• **TASK GOAL**:
Find the number of lines in these records where the word "plaque" appears. Reply with that number and nothing more.

• **DATA SHOWN**:

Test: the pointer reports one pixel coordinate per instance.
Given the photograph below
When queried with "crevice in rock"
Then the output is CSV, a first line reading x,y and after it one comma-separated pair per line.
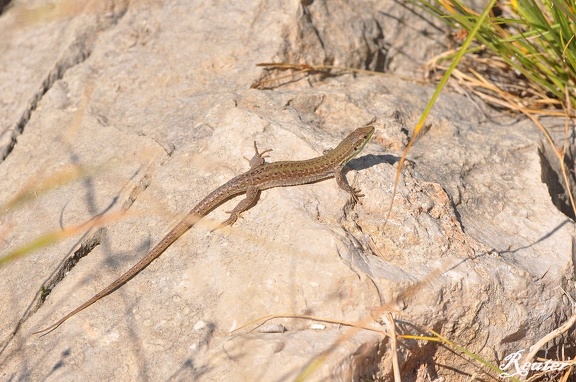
x,y
551,175
78,51
93,239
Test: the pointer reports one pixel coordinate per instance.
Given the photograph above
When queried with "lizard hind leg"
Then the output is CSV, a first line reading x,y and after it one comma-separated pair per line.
x,y
252,194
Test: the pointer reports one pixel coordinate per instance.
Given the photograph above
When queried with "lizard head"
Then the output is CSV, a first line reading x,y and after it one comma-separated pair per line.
x,y
355,142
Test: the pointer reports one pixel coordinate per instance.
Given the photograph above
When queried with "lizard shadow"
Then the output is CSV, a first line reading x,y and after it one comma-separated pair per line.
x,y
369,160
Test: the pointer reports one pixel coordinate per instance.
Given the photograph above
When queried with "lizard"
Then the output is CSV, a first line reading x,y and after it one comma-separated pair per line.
x,y
260,176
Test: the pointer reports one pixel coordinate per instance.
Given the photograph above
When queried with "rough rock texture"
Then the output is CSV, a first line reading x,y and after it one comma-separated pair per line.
x,y
145,107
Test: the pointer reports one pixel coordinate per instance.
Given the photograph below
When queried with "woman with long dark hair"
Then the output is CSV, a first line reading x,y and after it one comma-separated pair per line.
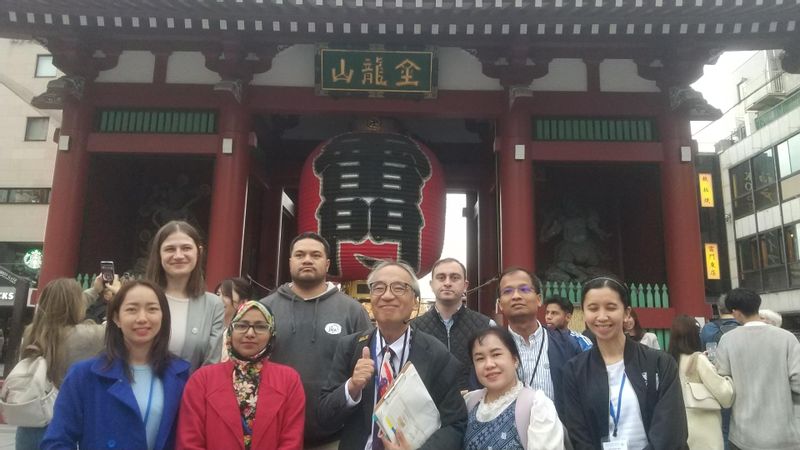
x,y
633,328
620,394
505,414
705,425
59,334
127,398
175,263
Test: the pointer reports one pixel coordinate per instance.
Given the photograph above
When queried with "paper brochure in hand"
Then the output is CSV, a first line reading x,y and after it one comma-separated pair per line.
x,y
407,406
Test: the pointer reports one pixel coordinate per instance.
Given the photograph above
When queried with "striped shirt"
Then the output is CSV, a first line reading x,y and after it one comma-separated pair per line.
x,y
529,351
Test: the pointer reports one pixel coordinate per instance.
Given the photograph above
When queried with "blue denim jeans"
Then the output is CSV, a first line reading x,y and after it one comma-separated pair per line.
x,y
28,438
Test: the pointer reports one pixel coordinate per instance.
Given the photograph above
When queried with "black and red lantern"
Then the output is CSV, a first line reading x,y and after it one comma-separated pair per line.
x,y
373,196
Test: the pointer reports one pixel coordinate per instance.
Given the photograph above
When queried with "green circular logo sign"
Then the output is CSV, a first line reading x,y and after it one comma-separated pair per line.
x,y
33,259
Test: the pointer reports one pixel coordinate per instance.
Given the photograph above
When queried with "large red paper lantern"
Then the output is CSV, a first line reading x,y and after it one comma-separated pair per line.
x,y
374,196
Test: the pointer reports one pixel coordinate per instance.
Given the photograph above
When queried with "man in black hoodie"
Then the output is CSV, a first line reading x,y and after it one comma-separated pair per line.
x,y
311,315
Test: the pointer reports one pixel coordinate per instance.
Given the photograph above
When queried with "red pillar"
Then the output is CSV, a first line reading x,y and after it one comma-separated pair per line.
x,y
228,197
682,243
62,235
515,177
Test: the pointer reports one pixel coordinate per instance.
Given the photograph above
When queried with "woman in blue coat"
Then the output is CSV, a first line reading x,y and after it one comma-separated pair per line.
x,y
127,398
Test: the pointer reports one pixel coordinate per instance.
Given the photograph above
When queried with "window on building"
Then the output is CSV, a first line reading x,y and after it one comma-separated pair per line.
x,y
749,267
36,129
25,195
791,236
742,189
763,265
45,67
789,162
754,184
765,180
773,266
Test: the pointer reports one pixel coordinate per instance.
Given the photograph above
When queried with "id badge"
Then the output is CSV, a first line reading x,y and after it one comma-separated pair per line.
x,y
616,444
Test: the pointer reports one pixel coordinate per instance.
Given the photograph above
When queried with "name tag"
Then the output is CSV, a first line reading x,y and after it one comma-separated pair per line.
x,y
615,445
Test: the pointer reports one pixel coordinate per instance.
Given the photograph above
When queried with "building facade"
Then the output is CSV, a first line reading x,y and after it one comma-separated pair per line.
x,y
759,157
27,156
566,123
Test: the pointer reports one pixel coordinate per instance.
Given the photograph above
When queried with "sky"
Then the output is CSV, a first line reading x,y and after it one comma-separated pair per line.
x,y
718,86
455,234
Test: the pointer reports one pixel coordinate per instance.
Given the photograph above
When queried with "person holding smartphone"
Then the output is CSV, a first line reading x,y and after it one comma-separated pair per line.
x,y
175,264
97,297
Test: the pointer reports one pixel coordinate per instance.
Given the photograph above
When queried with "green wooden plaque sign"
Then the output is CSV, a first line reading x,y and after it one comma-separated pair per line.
x,y
376,72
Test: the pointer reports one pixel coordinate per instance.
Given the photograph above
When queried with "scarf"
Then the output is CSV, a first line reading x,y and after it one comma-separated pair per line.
x,y
247,371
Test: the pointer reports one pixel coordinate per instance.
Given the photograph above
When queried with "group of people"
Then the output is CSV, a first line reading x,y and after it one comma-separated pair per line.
x,y
174,366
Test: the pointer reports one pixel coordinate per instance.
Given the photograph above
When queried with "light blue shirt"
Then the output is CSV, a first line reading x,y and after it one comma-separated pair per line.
x,y
143,381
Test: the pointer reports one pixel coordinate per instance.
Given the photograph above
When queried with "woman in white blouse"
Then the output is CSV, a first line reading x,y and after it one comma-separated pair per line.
x,y
705,425
506,414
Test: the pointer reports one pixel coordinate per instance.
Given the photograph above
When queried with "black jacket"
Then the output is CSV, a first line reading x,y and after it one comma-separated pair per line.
x,y
466,323
438,370
653,374
561,347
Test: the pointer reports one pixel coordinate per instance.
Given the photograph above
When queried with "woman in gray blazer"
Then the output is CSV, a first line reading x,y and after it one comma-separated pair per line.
x,y
175,264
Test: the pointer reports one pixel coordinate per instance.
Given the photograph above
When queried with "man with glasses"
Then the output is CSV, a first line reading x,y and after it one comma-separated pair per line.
x,y
366,363
313,315
450,320
544,351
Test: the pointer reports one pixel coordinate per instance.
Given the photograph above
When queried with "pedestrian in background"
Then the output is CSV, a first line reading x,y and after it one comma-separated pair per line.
x,y
633,328
621,393
59,334
234,293
705,425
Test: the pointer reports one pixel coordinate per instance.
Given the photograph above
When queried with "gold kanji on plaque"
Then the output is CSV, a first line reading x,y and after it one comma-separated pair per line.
x,y
343,74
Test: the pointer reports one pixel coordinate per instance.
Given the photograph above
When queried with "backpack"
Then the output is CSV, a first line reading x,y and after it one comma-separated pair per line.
x,y
522,413
27,397
723,326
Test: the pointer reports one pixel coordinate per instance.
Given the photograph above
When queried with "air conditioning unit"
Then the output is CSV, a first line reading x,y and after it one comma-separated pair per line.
x,y
773,91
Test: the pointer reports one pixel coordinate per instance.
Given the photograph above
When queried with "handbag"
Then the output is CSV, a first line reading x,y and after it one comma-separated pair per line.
x,y
695,394
28,396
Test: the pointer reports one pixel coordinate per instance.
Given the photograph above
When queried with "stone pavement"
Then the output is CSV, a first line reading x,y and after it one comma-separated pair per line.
x,y
7,436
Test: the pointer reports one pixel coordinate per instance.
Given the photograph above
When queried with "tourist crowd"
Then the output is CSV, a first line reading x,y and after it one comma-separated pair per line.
x,y
172,366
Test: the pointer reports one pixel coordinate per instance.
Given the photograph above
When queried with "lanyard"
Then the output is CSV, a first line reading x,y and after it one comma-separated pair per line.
x,y
615,417
538,357
149,400
382,346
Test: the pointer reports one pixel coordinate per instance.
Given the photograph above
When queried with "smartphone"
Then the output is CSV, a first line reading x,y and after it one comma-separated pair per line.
x,y
107,271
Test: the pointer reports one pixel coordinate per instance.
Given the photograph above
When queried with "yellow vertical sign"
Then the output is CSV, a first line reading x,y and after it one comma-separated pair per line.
x,y
712,262
706,191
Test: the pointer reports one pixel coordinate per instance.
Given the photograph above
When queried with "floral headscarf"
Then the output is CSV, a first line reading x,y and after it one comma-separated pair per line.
x,y
247,371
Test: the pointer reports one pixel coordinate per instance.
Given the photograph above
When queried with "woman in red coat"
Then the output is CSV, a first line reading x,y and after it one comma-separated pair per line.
x,y
246,402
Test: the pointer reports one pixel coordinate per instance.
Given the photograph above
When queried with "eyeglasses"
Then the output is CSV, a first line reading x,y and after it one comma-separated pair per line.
x,y
524,290
243,327
398,288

• **ANSWER BOX**:
2